(Object location annotation data)
>> Begin
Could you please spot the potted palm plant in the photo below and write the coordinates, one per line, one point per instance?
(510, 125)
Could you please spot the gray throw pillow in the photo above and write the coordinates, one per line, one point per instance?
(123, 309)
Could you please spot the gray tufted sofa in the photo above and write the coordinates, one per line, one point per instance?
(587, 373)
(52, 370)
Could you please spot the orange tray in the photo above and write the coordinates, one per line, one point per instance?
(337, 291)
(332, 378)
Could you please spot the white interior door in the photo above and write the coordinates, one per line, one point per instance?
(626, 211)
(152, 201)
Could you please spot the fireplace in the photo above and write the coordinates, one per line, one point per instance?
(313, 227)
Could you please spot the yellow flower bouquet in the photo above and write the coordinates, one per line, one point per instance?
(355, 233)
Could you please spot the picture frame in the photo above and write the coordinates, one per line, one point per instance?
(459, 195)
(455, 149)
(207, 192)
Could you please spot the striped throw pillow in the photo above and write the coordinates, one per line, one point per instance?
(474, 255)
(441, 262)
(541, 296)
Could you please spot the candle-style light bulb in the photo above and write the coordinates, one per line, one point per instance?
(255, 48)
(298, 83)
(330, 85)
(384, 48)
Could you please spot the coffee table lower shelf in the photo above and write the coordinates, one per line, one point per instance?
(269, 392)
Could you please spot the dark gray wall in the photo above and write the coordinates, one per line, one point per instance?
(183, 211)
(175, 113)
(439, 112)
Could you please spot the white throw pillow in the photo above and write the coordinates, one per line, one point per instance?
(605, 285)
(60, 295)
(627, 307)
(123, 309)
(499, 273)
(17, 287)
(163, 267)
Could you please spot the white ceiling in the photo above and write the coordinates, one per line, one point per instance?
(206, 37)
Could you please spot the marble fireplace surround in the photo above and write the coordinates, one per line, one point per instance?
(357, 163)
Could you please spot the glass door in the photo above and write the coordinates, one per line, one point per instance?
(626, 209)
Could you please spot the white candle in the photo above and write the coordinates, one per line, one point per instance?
>> End
▶ _THE TASK_: Copy the data above verbatim, starting at the line that contains "Could you please spot the striped" and continuing through the last line of the data.

▶ _EXERCISE ANSWER_:
Could you please spot the striped throw pillow in the photo above and write the coordinates, one per line, one point per instance?
(474, 255)
(441, 262)
(541, 296)
Could you please spot the candle-style light bulb in the photo above and write the coordinates, one per line, one point per instance?
(255, 48)
(298, 83)
(330, 85)
(384, 48)
Could you please spot the coffee table lower shelf in the photo above and write the coordinates, one per line, one point per instance?
(269, 392)
Could you please spot the dark gray wall in the photo above and write the coordinates, one per line, one point per instance?
(183, 211)
(175, 113)
(439, 112)
Could you please spot the white throw pillow in the photo above and write the coordinates, one per line, one point per instance?
(605, 285)
(60, 295)
(627, 307)
(123, 309)
(499, 273)
(17, 287)
(163, 267)
Could you please spot the white ceiling in the photo above and write the coordinates, one per line, one point per instance?
(206, 37)
Could you please spot the marble fireplace surround in the photo above and write the coordinates, one per line, one point per instance?
(357, 163)
Could you please spot the glass door in the photo above and write the coordinates, one per line, one point per instance?
(626, 209)
Could you please spot the white candle in the photo above and write the coordinates, one per line, one point per instance?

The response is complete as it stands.